▶ _Exercise details_
Rewrite each line of the entries below as a numbered list, skipping blank lines and leaving out the pictures.

-- begin --

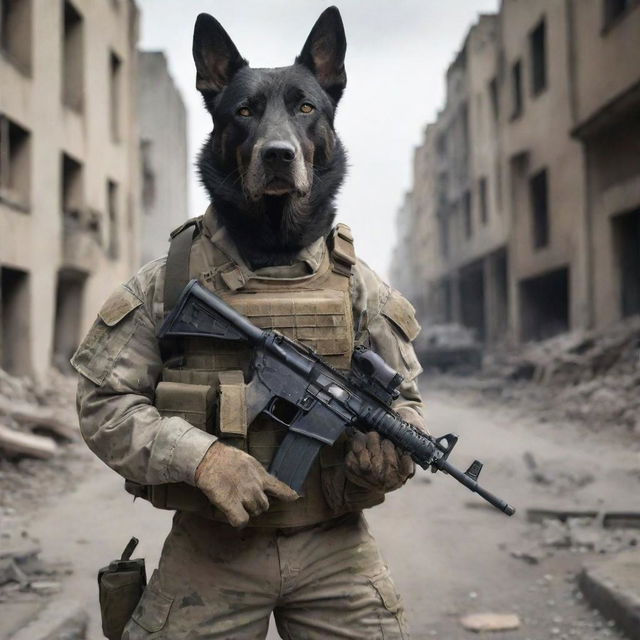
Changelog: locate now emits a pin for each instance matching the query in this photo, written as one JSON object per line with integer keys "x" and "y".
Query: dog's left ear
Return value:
{"x": 323, "y": 52}
{"x": 217, "y": 58}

-- end --

▶ _Solution_
1. Changelog: locate now emits a pin for each instance matching the query in this photo, written as one JSON object per line with integer keys "x" and "y".
2. Query: dog's left ear
3. Return value:
4. {"x": 323, "y": 52}
5. {"x": 217, "y": 58}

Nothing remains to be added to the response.